══ PASSAGE SHOWN

If there’s one group you never want to mess around with, it’s the IRS. Failing to meet federal tax obligations (or lying about them in order to pay a smaller amount) can lead to serious legal consequences, including fines and even jail time. But what happens if you financially cannot pay the amount that the federal government insists that you owe?
Fortunately, in such circumstances, you are not without options. An “offer in compromise” may be able to help you avoid a serious legal complication. What is an offer in compromise? Here’s what you need to know.
What Is an Offer in Compromise?
First things first, what is an offer in compromise? As the name would suggest, an offer in compromise is an offer of payment to compromise on the amount you actually owe the federal government. It’s something that will allow you to pay any tax debts you owe to the government for less than the amount you owe when you cannot pay the entire amount.
Who’s Eligible for an IRS Offer in Compromise?
There are only a few circumstances under which one can fill out an IRS Offer in Compromise tax form. These circumstances are:
- Complete inability to repay the amount of tax debt required
- Doubt as to Liability, or a suspected miscalculation of the amount owed by the taxpayer
- Effective Tax Administration, or a circumstance where a taxpayer could pay, but it would destroy their finances to do so
The approval rate for an Offer in Compromise is extremely low. So, while it is on the table as an option, you would need a legal professional to help you understand the implications.

════

WHAT THIS EXERCISE ASKS –
1. Rewrite the paragraph in the passage on offers in compromise that begins "If there's one group" as a short bulleted list that keeps its main facts.
2. Answer these questions from the passage on offers in compromise:
(a) Which two legal consequences does the first paragraph name?
(b) What does "Doubt as to Liability" mean?
(c) How is the approval rate for an Offer in Compromise described?
3. Please retype everything in the passage on offers in compromise from "Fortunately, in such" down to "IRS Offer in Compromise?".
The entries that come next are separate material and unrelated to the passage on offers in compromise.

══ ENTRIES SUPPLIED

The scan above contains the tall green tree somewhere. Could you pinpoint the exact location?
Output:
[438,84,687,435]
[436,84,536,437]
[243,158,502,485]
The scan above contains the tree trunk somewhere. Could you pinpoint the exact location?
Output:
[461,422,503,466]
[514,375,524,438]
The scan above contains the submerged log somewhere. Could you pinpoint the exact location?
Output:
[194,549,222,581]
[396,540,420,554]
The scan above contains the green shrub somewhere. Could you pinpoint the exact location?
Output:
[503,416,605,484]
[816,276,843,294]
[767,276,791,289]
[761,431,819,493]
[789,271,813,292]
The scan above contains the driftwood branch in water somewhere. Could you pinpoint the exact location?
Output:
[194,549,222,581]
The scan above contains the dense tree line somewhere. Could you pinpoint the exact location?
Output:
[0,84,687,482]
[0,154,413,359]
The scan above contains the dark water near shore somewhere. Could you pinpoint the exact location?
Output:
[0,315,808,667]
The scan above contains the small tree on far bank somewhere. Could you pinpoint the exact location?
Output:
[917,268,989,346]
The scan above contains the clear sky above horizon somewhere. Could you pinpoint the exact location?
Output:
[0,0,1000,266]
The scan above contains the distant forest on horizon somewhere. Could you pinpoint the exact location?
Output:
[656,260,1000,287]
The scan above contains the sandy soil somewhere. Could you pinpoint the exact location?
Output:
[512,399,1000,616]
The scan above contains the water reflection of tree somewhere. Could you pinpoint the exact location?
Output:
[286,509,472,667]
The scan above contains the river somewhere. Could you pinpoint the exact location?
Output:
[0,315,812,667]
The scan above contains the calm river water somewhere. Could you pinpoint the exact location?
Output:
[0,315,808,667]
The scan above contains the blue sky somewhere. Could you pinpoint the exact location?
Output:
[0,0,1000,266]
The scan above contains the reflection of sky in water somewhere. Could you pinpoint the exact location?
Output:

════

ANSWERS TO THE EXERCISE –
1.
- The IRS is one group you never want to mess around with.
- Failing to meet federal tax obligations, or lying about them to pay less, can lead to serious legal consequences, including fines and even jail time.
- The paragraph asks what happens if you financially cannot pay the amount the federal government insists you owe.

2.
(a) Fines and jail time.
(b) A suspected miscalculation of the amount owed by the taxpayer.
(c) Extremely low.

3.
Fortunately, in such circumstances, you are not without options. An “offer in compromise” may be able to help you avoid a serious legal complication. What is an offer in compromise? Here’s what you need to know.
What Is an Offer in Compromise?
First things first, what is an offer in compromise? As the name would suggest, an offer in compromise is an offer of payment to compromise on the amount you actually owe the federal government. It’s something that will allow you to pay any tax debts you owe to the government for less than the amount you owe when you cannot pay the entire amount.
Who’s Eligible for an IRS Offer in Compromise?